- **REQUIREMENT**: Count the lines in the listing below that contain the string "point", and reply with only that number.

━━ ENTRIES SUPPLIED ━━

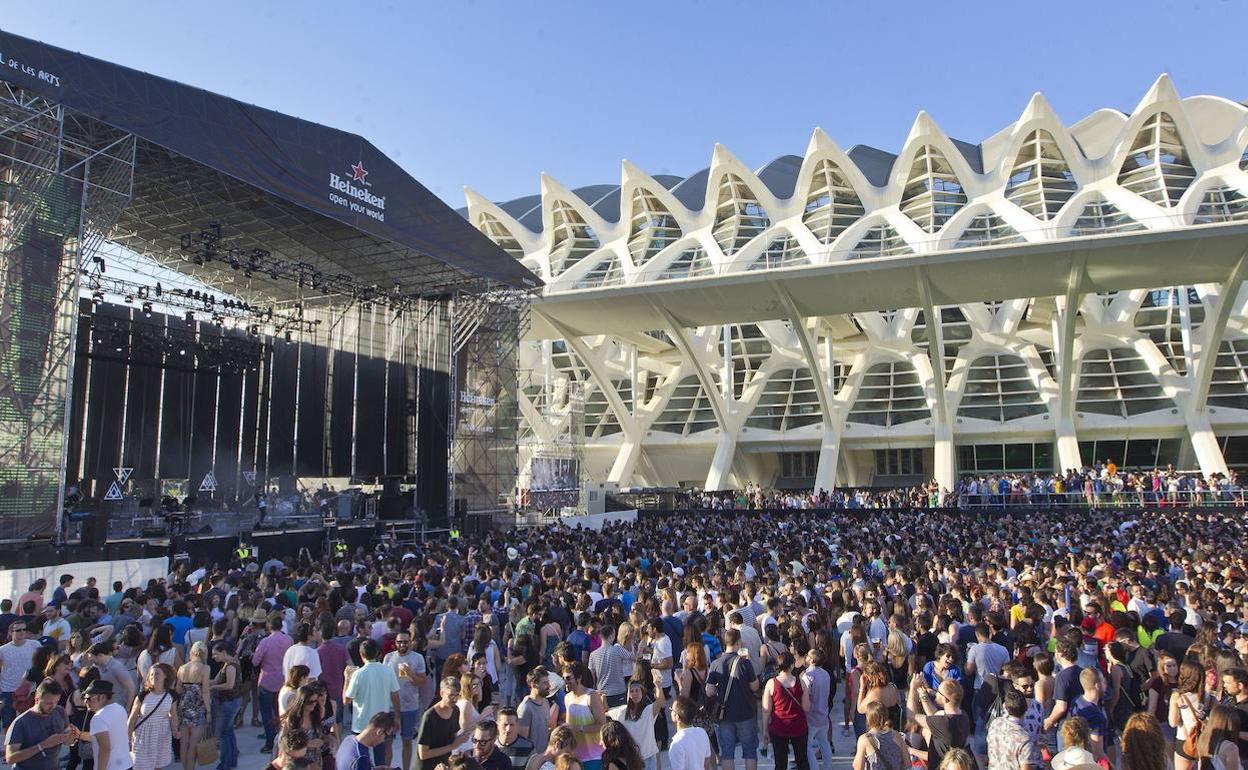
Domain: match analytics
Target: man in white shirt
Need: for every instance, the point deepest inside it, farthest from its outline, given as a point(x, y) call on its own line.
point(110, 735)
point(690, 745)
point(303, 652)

━━━
━━ ENTRIES SUPPLIED ━━

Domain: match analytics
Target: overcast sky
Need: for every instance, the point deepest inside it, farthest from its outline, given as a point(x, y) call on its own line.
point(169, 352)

━━━

- **FINISHED EXERCISE**: 6